→ **Extracted text**
--- START ---

If users report poor performance in requests that seem to be running, it is important to first ensure that there are no errors in the log files and that requests have not been wrongly left in a ‘Running’ status by a dead (abnormally exited) manager process that has not (yet) been detected by the ICM. When the ICM is operating correctly, it checks for the heartbeat of active manager processes during its pmon cycle and looks for abnormally terminated concurrent managers. If the pmon cycle is set too high, there may be a delay in finding dead manager processes. If the ICM fails, requests may be wrongly left in a ‘Running’ status after the manager has failed. Check that the ICM is active running by reviewing the Administer Concurrent Managers form and checking that the actual and target processes are both set to 1 or by running the afimchk.sql script in the FND_TOP/sql directory. Also ensure that the pmon cycle time is set at a reasonable level to detect problems in a timely fashion.
A request may also be suspended in a running state if:
• The request requires a row or table that is locked by another user
• The temp directory is full
• The request has become a runaway request where Oracle or Unix has lost track of the request.
If the request genuinely seems to be running more slowly than would normally be expected, check the parameters that users entered to ensure that they are not inadvertently running open-ended reports that provide more information than they intend to retrieve. Review any timings in the request log file to see if they seem reasonable.
If the request log file indicates that there are some parts of the request that seem to run particularly slowly, try to identify problematic SQL using trace to reproduce the problem if possible. If you can identify individual statements that are causing problems, use the SQL Tuning stack to investigate them further.
If the whole request seems to be slow, investigate whether this is part of a general trend. Determine whether there are other requests that are performing badly and identify any characteristics that they have in common.
Consider whether performance problems are timebound or related to individual work shifts. If there are peaks and troughs in performance throughout the working day, review the workload on the machines at key times. Review the concurrent processing workload and any other work that the machine performs at key times. Investigate the possibility of balancing online and concurrent processing workload through techniques of concurrent manager balancing and queue specialisation described in detail below.
If the problem seems to be associated with requests that are being processed through the transaction managers, use the network stack to investigate the network between the forms server and the concurrent processing server. Ensure that network traffic between these two points is being dealt with in the optimum way.
If the problem is restricted to individual users or responsibilities and you are using Oracle Applications Release 11i, check your use of the cost based optimiser to ensure that you are following best practices.

--- END ---

→ **Raw data**
--- START ---

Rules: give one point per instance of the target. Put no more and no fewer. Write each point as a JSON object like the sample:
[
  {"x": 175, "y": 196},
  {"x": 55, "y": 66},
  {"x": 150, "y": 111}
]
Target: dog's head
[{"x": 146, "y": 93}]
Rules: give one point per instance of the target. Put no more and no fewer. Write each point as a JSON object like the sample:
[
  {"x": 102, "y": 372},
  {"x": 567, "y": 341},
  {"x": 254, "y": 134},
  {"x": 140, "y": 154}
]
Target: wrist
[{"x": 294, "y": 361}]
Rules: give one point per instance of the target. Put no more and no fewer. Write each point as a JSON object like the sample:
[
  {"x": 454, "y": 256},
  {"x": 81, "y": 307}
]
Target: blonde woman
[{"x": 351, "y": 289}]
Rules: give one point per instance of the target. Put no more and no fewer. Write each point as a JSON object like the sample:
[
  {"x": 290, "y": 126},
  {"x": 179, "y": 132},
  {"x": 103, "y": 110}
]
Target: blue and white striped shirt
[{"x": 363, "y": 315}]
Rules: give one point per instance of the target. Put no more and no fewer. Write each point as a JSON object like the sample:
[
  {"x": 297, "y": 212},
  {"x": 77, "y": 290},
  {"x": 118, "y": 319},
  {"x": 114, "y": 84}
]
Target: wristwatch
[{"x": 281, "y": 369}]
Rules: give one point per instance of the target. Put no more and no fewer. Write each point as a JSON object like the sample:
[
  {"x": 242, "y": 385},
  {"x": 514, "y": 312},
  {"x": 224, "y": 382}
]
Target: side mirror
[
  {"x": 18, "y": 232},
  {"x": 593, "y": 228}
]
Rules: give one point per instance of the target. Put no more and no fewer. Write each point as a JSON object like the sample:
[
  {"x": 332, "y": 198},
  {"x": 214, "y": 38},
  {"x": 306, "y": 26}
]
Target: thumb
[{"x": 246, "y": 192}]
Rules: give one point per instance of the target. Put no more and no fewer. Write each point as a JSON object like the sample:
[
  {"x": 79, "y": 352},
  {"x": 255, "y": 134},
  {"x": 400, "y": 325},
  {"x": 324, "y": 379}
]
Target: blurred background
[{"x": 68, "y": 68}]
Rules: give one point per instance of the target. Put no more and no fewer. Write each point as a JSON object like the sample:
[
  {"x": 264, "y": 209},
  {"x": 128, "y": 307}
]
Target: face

--- END ---

→ **Aim of the task**
Could you repeat the passage on slow concurrent requests word for word, starting at "If the request genuinely" and stopping after "investigate them further."?

→ **Your solution**
If the request genuinely seems to be running more slowly than would normally be expected, check the parameters that users entered to ensure that they are not inadvertently running open-ended reports that provide more information than they intend to retrieve. Review any timings in the request log file to see if they seem reasonable.
If the request log file indicates that there are some parts of the request that seem to run particularly slowly, try to identify problematic SQL using trace to reproduce the problem if possible. If you can identify individual statements that are causing problems, use the SQL Tuning stack to investigate them further.